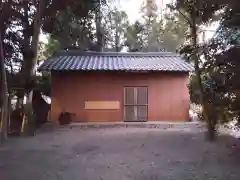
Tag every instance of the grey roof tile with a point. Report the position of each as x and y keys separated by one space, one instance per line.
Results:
x=92 y=61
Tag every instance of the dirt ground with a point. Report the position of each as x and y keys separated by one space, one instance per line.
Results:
x=119 y=154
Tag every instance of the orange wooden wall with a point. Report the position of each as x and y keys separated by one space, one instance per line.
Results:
x=168 y=96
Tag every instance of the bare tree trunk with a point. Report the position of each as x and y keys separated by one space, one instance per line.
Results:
x=31 y=61
x=4 y=95
x=98 y=22
x=117 y=40
x=211 y=131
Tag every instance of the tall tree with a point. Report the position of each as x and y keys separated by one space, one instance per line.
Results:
x=196 y=13
x=116 y=26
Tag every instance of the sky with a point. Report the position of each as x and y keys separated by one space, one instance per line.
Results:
x=132 y=8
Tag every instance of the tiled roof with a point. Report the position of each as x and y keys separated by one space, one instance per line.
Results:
x=112 y=61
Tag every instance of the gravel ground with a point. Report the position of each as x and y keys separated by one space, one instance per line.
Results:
x=119 y=154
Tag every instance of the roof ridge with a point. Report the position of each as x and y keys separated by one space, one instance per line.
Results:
x=93 y=53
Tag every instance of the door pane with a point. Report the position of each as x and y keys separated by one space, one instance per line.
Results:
x=142 y=96
x=129 y=113
x=142 y=112
x=129 y=96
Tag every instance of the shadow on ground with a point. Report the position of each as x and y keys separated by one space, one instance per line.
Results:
x=120 y=154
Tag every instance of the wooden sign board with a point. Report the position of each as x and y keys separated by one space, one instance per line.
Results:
x=97 y=105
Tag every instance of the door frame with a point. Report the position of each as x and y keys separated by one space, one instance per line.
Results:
x=135 y=105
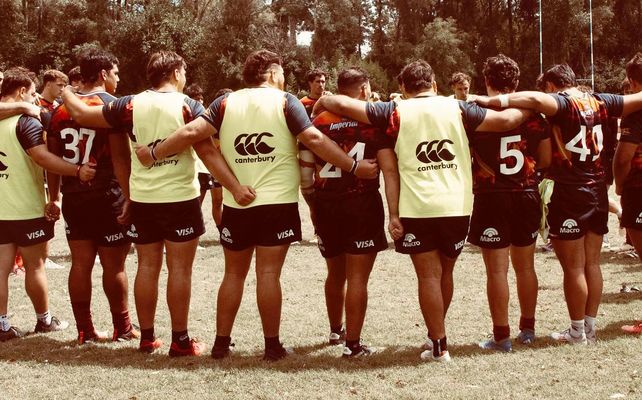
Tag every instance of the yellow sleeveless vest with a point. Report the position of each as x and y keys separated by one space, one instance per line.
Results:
x=22 y=183
x=174 y=179
x=434 y=159
x=259 y=148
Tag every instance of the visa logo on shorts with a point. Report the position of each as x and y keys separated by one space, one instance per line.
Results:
x=185 y=231
x=410 y=240
x=569 y=226
x=285 y=234
x=490 y=235
x=362 y=244
x=36 y=234
x=114 y=237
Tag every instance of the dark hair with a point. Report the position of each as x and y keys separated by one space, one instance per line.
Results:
x=560 y=75
x=52 y=75
x=16 y=78
x=634 y=68
x=350 y=78
x=221 y=92
x=459 y=77
x=74 y=74
x=193 y=91
x=93 y=61
x=501 y=73
x=257 y=65
x=162 y=65
x=416 y=76
x=315 y=73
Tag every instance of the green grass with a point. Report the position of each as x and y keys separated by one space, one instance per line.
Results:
x=53 y=366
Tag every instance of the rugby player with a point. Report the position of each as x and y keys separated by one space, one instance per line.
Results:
x=578 y=209
x=349 y=214
x=627 y=169
x=506 y=208
x=429 y=212
x=91 y=211
x=165 y=211
x=25 y=223
x=262 y=152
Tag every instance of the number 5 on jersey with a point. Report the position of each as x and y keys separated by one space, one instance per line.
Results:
x=331 y=171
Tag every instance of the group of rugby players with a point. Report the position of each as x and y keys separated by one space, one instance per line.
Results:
x=452 y=170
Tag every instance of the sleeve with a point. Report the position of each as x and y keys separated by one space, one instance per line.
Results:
x=30 y=132
x=614 y=103
x=119 y=113
x=214 y=113
x=295 y=115
x=472 y=115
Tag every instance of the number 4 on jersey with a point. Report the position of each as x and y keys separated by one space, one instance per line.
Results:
x=331 y=171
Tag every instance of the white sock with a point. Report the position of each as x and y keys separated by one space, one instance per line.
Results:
x=4 y=323
x=44 y=317
x=577 y=328
x=589 y=323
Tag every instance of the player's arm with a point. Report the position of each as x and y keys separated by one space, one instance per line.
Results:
x=83 y=114
x=342 y=105
x=216 y=164
x=536 y=101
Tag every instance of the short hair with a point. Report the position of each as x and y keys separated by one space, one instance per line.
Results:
x=459 y=77
x=634 y=68
x=315 y=73
x=350 y=78
x=51 y=75
x=162 y=65
x=416 y=76
x=74 y=74
x=257 y=64
x=92 y=61
x=193 y=91
x=221 y=92
x=560 y=75
x=501 y=73
x=15 y=78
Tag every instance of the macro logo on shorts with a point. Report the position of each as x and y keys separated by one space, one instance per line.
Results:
x=436 y=153
x=226 y=236
x=569 y=226
x=410 y=240
x=490 y=235
x=254 y=147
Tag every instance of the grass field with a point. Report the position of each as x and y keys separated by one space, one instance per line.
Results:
x=55 y=367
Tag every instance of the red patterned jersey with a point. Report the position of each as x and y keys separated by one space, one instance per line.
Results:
x=506 y=161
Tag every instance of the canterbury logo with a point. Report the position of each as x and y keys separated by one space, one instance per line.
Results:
x=434 y=151
x=2 y=166
x=252 y=144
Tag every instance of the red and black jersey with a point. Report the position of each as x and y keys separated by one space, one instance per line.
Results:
x=631 y=132
x=580 y=131
x=78 y=145
x=505 y=162
x=360 y=141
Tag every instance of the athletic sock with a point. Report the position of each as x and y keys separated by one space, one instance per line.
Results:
x=4 y=323
x=577 y=328
x=147 y=334
x=45 y=317
x=589 y=323
x=501 y=332
x=82 y=314
x=272 y=342
x=439 y=345
x=121 y=321
x=181 y=338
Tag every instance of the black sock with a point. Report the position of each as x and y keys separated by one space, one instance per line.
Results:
x=222 y=341
x=147 y=334
x=181 y=338
x=272 y=343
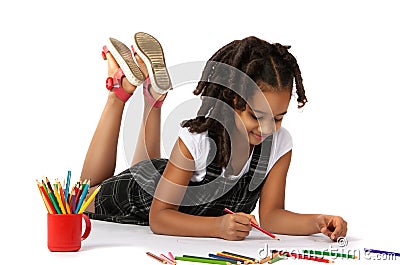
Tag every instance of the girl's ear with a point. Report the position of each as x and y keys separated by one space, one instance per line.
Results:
x=235 y=100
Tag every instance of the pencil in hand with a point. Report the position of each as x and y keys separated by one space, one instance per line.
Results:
x=256 y=226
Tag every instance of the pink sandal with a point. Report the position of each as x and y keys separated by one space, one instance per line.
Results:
x=115 y=83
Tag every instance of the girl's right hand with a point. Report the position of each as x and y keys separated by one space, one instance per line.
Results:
x=235 y=226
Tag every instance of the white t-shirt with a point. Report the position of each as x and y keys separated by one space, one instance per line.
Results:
x=198 y=145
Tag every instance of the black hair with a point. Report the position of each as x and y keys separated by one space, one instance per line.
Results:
x=263 y=62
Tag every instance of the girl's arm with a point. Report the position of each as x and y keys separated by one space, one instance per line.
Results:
x=276 y=219
x=164 y=215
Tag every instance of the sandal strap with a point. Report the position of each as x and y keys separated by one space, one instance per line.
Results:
x=149 y=98
x=114 y=84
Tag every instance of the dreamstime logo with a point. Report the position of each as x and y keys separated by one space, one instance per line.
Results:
x=342 y=242
x=181 y=75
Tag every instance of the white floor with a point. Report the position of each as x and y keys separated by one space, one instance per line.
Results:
x=111 y=243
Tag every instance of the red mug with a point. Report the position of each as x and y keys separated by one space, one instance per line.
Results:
x=64 y=231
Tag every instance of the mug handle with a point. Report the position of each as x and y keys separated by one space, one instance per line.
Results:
x=88 y=227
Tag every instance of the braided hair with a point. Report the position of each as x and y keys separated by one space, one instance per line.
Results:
x=263 y=62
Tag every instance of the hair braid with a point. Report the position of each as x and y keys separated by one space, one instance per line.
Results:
x=262 y=62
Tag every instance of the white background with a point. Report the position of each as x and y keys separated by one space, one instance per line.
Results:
x=345 y=158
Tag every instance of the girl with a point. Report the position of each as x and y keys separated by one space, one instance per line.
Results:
x=232 y=155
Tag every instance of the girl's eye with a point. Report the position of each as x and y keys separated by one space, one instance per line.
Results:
x=255 y=117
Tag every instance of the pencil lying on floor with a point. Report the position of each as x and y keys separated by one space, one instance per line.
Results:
x=256 y=226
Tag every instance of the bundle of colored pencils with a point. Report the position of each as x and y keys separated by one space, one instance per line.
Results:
x=61 y=199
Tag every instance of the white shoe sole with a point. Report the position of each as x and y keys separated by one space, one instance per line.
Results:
x=151 y=52
x=123 y=56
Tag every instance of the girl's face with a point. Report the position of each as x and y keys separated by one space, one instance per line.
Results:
x=256 y=120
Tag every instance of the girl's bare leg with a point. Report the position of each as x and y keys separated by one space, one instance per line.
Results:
x=101 y=156
x=148 y=143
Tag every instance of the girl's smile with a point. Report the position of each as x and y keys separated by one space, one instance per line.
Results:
x=260 y=120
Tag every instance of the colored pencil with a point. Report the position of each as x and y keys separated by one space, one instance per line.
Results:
x=54 y=201
x=73 y=201
x=78 y=190
x=87 y=202
x=328 y=253
x=49 y=185
x=240 y=256
x=255 y=226
x=234 y=257
x=306 y=257
x=156 y=257
x=83 y=195
x=170 y=261
x=202 y=260
x=65 y=204
x=277 y=258
x=60 y=204
x=44 y=185
x=45 y=198
x=266 y=259
x=66 y=192
x=389 y=253
x=214 y=256
x=171 y=256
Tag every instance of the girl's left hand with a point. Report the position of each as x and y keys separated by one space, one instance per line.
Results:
x=332 y=226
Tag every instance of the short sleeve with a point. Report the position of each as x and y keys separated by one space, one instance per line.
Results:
x=199 y=147
x=282 y=144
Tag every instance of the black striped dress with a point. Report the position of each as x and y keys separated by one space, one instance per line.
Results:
x=127 y=197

★ ★ ★ ★

§ **INSTRUCTIONS FOR THE TASK**
Could you rescale the entries above from the line containing "Tag every instance of the girl's arm" down through the line containing "x=164 y=215", both ends included, by giving only those lines again with every x and y coordinate in the results multiplied by 2.25 and rounded to a whole number, halves rounding up, and all other text unchanged?

§ **EXPECTED ANSWER**
Tag every instance of the girl's arm with a point. Report the position of each as x and y keys separated by one space, one instance per line.
Results:
x=621 y=493
x=369 y=484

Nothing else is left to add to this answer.